Written instruction: Count the lines in the items below that contain the string "flower". Reply with that number alone.

Point placement records

* Start *

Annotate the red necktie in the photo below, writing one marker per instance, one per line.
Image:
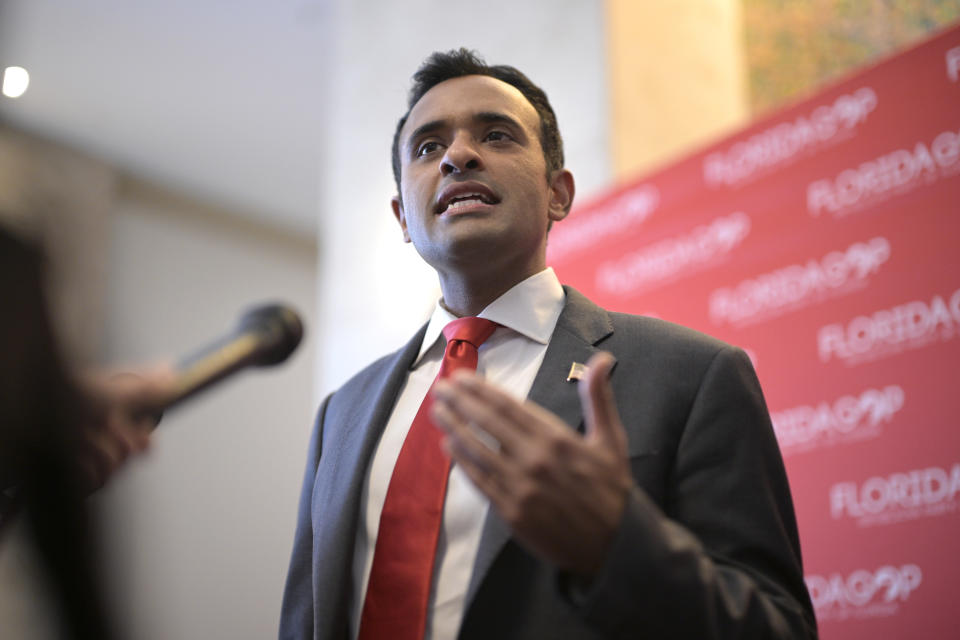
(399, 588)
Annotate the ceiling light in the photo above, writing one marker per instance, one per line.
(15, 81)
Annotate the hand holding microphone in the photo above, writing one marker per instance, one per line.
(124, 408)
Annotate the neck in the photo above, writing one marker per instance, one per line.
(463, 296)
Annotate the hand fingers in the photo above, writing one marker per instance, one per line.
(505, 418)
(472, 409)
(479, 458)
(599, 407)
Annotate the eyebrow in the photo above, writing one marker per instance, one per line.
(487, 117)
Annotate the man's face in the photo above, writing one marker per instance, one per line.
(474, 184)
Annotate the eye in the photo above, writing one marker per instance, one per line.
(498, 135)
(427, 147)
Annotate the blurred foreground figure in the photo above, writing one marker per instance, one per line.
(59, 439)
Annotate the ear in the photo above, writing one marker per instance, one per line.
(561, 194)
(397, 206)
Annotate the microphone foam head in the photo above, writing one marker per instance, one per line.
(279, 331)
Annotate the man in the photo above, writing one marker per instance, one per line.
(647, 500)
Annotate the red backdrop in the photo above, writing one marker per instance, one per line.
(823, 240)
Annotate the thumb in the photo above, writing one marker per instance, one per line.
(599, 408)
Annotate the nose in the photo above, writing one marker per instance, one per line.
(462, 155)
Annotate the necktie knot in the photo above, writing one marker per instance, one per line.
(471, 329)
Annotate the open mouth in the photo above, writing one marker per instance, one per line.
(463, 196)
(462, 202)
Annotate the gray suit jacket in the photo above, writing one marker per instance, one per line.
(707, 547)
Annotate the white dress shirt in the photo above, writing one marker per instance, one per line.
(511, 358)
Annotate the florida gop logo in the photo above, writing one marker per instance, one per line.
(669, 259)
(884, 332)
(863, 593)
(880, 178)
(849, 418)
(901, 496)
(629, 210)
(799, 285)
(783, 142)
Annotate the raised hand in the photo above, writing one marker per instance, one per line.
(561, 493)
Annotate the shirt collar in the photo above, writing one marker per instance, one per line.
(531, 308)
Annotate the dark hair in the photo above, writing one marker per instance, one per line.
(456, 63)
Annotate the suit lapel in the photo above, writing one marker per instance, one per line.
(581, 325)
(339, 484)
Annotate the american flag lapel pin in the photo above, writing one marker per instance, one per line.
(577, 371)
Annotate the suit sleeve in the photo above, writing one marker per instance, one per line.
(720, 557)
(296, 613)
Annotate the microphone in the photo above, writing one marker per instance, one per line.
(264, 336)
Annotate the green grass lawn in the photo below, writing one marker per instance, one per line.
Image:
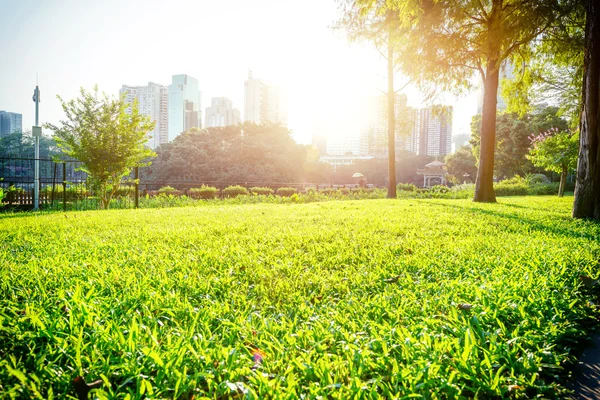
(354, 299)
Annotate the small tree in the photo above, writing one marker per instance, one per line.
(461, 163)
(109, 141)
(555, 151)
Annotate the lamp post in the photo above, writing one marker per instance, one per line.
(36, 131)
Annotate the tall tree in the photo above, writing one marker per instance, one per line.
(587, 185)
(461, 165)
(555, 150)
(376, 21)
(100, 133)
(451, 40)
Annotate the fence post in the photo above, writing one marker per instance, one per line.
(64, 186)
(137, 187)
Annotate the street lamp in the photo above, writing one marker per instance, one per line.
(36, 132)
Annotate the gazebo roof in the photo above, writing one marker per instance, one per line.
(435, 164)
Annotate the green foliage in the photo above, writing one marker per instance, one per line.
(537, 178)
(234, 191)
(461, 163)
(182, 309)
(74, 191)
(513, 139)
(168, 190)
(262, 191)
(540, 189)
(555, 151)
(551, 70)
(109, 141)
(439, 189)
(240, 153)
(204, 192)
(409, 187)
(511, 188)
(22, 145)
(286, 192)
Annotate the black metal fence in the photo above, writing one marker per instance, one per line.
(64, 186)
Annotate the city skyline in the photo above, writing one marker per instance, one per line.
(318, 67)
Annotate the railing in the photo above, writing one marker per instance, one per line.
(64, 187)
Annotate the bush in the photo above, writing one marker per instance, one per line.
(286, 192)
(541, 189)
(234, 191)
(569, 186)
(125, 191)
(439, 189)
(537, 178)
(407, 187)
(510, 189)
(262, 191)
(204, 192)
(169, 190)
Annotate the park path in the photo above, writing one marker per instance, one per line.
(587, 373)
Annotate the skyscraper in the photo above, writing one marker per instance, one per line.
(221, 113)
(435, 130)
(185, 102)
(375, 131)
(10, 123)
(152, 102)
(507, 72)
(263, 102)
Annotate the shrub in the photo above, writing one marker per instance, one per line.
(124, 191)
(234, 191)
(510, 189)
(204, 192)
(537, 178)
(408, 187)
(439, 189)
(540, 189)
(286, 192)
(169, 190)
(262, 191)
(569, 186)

* End *
* Start *

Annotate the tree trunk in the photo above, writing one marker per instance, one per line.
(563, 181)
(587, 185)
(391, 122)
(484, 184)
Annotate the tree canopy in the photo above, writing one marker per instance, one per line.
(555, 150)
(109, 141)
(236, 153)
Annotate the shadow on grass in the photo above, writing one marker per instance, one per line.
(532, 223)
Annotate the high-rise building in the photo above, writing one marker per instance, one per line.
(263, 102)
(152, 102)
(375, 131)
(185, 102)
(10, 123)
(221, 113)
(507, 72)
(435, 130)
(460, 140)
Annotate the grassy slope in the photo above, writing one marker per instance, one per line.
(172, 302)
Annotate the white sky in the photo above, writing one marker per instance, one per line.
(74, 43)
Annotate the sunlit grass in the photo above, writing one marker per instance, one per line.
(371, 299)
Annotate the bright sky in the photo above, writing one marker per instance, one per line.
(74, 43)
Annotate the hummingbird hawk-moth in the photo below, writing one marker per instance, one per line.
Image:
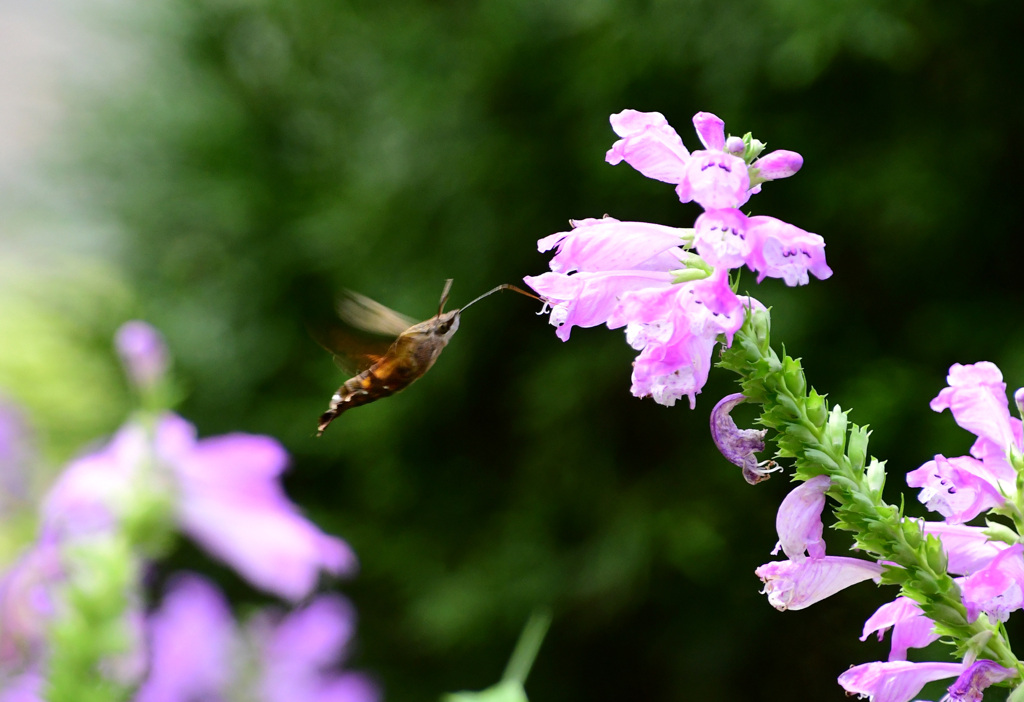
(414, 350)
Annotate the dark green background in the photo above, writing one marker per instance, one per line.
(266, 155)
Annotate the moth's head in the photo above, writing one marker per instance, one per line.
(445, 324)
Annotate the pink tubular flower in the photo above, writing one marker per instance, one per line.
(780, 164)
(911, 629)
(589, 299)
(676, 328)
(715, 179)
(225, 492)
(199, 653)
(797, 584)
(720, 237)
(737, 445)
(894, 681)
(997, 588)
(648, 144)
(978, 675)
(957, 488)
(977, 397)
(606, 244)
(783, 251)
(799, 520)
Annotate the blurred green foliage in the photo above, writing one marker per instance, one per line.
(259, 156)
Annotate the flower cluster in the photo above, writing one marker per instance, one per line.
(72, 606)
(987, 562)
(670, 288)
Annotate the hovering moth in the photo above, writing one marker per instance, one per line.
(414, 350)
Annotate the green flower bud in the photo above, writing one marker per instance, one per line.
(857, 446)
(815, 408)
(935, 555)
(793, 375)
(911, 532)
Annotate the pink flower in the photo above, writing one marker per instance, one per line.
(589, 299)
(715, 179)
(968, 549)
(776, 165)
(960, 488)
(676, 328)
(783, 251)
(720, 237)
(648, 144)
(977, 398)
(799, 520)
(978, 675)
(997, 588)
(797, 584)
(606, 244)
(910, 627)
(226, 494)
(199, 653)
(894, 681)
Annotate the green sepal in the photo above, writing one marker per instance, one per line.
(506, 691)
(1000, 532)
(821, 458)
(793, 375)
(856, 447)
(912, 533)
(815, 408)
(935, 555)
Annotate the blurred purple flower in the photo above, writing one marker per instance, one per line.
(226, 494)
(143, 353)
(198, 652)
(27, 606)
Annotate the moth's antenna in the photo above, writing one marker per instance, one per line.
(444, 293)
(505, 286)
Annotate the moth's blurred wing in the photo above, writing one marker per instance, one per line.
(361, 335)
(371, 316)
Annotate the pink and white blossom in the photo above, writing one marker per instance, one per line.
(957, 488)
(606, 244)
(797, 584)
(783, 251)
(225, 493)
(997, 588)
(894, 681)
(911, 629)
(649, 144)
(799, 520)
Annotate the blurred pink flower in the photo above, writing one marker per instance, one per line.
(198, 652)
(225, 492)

* End *

Problem solution: 6